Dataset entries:
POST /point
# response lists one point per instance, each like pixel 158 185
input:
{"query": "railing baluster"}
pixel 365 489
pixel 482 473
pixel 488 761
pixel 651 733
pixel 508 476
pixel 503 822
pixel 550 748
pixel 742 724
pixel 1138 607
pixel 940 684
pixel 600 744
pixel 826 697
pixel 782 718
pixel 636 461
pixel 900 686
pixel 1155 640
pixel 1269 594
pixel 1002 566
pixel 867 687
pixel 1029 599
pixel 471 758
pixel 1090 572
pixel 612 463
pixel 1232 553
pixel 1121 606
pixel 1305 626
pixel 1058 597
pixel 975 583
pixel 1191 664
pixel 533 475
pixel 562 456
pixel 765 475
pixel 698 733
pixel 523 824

TASK TO COMPLETE:
The answer is the full set of records, printed exactly as given.

SOLUTION TO THIS PROBLEM:
POST /point
# response lists one point per instance, each like pixel 158 185
input:
{"query": "railing baluster"}
pixel 365 489
pixel 482 473
pixel 488 761
pixel 651 733
pixel 508 476
pixel 503 822
pixel 550 748
pixel 742 724
pixel 1138 607
pixel 940 684
pixel 600 744
pixel 826 697
pixel 782 718
pixel 636 461
pixel 900 686
pixel 1155 640
pixel 1269 594
pixel 1002 566
pixel 867 687
pixel 1029 599
pixel 471 758
pixel 1090 572
pixel 612 463
pixel 1232 553
pixel 1121 606
pixel 1305 626
pixel 1058 597
pixel 975 583
pixel 1191 664
pixel 533 475
pixel 562 456
pixel 765 475
pixel 698 733
pixel 523 824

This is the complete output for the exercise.